§ **Task to carry out**: In the data below, copy everything from the line containing "black water tank?" down to the line containing "(494, 381), (516, 416)", replacing "bounding box" with "enclosing rectangle" and leaving the rest unchanged. Leave out the pictures.

======== Task inputs ========

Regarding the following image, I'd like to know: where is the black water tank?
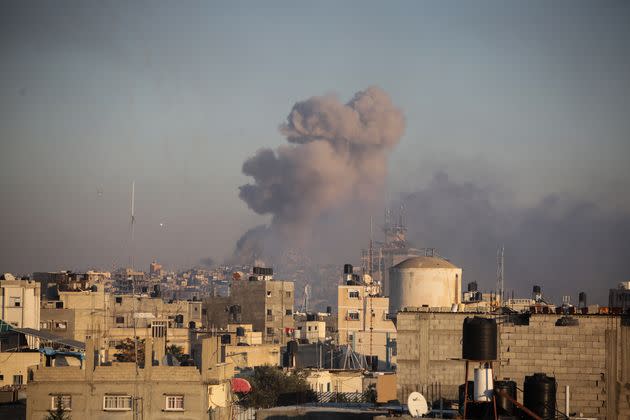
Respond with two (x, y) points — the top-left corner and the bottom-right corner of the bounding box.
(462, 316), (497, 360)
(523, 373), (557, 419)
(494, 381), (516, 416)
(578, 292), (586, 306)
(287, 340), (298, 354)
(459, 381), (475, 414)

========
======== Task inputs ========

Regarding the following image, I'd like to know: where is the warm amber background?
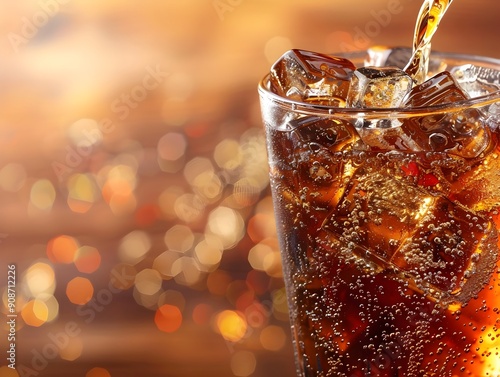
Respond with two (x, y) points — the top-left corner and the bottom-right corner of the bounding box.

========

§ **Result of this task**:
Regarding the following image, I'd like to know: where is the black water tank?
Respond with two (x, y) points — the top-left corner and the bottom-right corner of the enclosing rectangle.
(462, 316), (497, 360)
(523, 373), (557, 419)
(494, 381), (516, 416)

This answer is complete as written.